▶ [PASSAGE PROVIDED]:

After it emerged in 1979, the CPV-2a lineage replaced the CPV-2 strain worldwide within 2 years, indicating increased fitness in dogs. Importantly, the CPV-derived raccoon viruses also accumulated changes in several of the capsid codons that later helped define the CPV-2a lineage (VP2 residues 87, 101, 297, 300, and 305) (Fig. 1 and 3). Residue 300 appears to be a particularly important component of the host adaptive process. This residue is an Ala in FPV, CPV-2, and FPV-like raccoon viruses but is a Gly in all CPV-2a-derived viruses from dogs. However, 300Asp was seen in all raccoon isolates derived from CPV, irrespective of their positions on the phylogeny (Fig. 1 and 3), and hence must have arisen more than once in the raccoon viruses derived from CPV. The importance of the 300Asp change for CPV-derived viruses in hosts other than dogs is confirmed by the finding of this mutation in some viruses from leopard cats in Southeast Asia and in a CPV-2 isolate that had been passaged in cultured feline cells (11, 14, 22). The variants at residues 297 and 305 also have complex evolutionary patterns. Residue 297 was a Ser in CPV-2 and some older CPV-2a and CPV-2b sequences but was mutated to Ala in many of the raccoon viruses, reverted to Ser in some early canine isolates of the CPV-2a variant, and became fixed in dog viruses as an Ala throughout most of the world in the early 1990s (2, 9, 15). Residue 305 was an Asp in FPV and CPV-2, mutated to His in some of the raccoon viruses, and became a Tyr when the virus transferred to dogs during the emergence of CPV-2a.

▶ [GIVEN INFORMATION]:
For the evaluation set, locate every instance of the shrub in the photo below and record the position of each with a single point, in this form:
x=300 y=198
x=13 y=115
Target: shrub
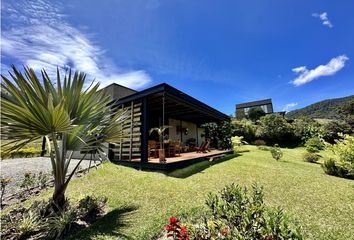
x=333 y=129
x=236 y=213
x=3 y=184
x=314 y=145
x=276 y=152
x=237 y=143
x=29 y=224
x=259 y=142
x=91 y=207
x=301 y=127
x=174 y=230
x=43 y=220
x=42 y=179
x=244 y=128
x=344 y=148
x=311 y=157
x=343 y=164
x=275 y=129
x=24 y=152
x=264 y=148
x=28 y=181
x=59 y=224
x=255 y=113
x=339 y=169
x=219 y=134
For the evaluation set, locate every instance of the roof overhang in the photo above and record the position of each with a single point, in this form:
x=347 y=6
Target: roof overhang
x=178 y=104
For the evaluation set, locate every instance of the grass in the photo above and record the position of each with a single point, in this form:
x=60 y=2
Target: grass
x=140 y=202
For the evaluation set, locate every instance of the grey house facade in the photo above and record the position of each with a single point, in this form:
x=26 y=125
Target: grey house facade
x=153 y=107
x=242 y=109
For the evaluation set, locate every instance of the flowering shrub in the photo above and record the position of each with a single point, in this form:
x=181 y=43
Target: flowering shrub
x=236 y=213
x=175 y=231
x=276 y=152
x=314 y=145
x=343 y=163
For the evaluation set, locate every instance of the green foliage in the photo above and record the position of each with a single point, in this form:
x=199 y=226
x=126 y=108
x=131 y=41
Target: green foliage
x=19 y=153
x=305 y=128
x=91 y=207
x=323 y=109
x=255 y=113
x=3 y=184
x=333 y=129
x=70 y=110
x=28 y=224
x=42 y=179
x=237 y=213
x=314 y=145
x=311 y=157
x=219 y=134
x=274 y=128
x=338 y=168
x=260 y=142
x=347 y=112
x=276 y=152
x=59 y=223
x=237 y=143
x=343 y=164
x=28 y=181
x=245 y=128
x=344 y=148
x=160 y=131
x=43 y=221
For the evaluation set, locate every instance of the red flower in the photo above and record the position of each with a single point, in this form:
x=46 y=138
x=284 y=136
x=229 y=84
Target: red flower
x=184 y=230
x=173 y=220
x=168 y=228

--

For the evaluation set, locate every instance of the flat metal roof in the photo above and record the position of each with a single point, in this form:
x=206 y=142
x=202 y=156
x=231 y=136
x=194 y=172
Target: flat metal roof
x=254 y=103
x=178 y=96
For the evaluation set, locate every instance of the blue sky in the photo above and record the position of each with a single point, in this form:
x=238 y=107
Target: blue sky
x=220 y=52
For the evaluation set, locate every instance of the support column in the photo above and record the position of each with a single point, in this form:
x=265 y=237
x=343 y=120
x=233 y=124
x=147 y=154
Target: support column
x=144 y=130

▶ [ACTIVITY 1]: In two sentences, summarize the passage on canine parvovirus capsid changes.
▶ [ACTIVITY 2]: Pick up the passage on canine parvovirus capsid changes right after its last sentence and keep writing.

▶ [ANSWER 1]: After it emerged in 1979, the CPV-2a lineage replaced CPV-2 worldwide within two years, and CPV-derived raccoon viruses accumulated changes in several capsid codons that later helped define CPV-2a. Residue 300 is an Ala in FPV and CPV-2, a Gly in CPV-2a-derived dog viruses, and an Asp in all CPV-derived raccoon isolates, while residues 297 and 305 show complex patterns of change across raccoon and dog viruses.

▶ [ANSWER 2]:
Fig 3.

Fig 3

Capsid amino acid residues associated with viruses isolated from raccoons in different parts of the United States between 1978 and 2010, as well as viruses isolated from leopard cats in Vietnam in 1997, a mink isolate from Wisconsin recovered in 1973, and a bobcat virus from Kansas recovered in 2010. Also included are the sequences for the FPV, CPV-2, and CPV-2a-related prototypes. FPV-like residues are highlighted in black. CPV-like residues are highlighted in gray or yellow. Mutations unique to the CPV-derived isolates from raccoons are highlighted in blue. The 426E in CPV-2c strains is highlighted in yellow.

Raccoon virus properties and host-specific receptor analysis.

We confirmed that these mutations altered host range, TfR binding, and antigenic structure in the raccoon viruses. Tissue culture infectivity for dog cells reflects the canine host range of these viruses (34), and while the raccoon viruses tested infected feline cells similarly to the FPV, CPV-2, and CPV-2a prototypes, they did not infect canine cells (Fig. 4). Since a CPV-2 mutant with only the 300Asp change exhibited only 10-fold-lower infectivity for canine cells than for feline cells (Fig. 4), combinations of other residues in the raccoon viruses likely acted along with 300Asp to limit canine cell infection (Fig. 3 and 4).

Fig 4.

Fig 4

Relative infectivities of the different viruses for feline NLFK cells (filled bars), canine A72 cells (shaded bars), or Cf2Th cells (open bars). Three different raccoon isolates (Rac) were tested, along with prototype FPV, CPV-2, and CPV-2b sequences (FPV/Cat/NY/292/68, CPV-2/Dog/NY/CPV-d/79, and CPV-2b/Dog/TX/CPV-39/84) and the 300Asp mutant of CPV-2 (CPV-2/Dog/NY/CPV-d/79:300D). Virus titers were determined by TCID50 assays in each cell line. Error bars indicate standard deviations based on three independent experiments.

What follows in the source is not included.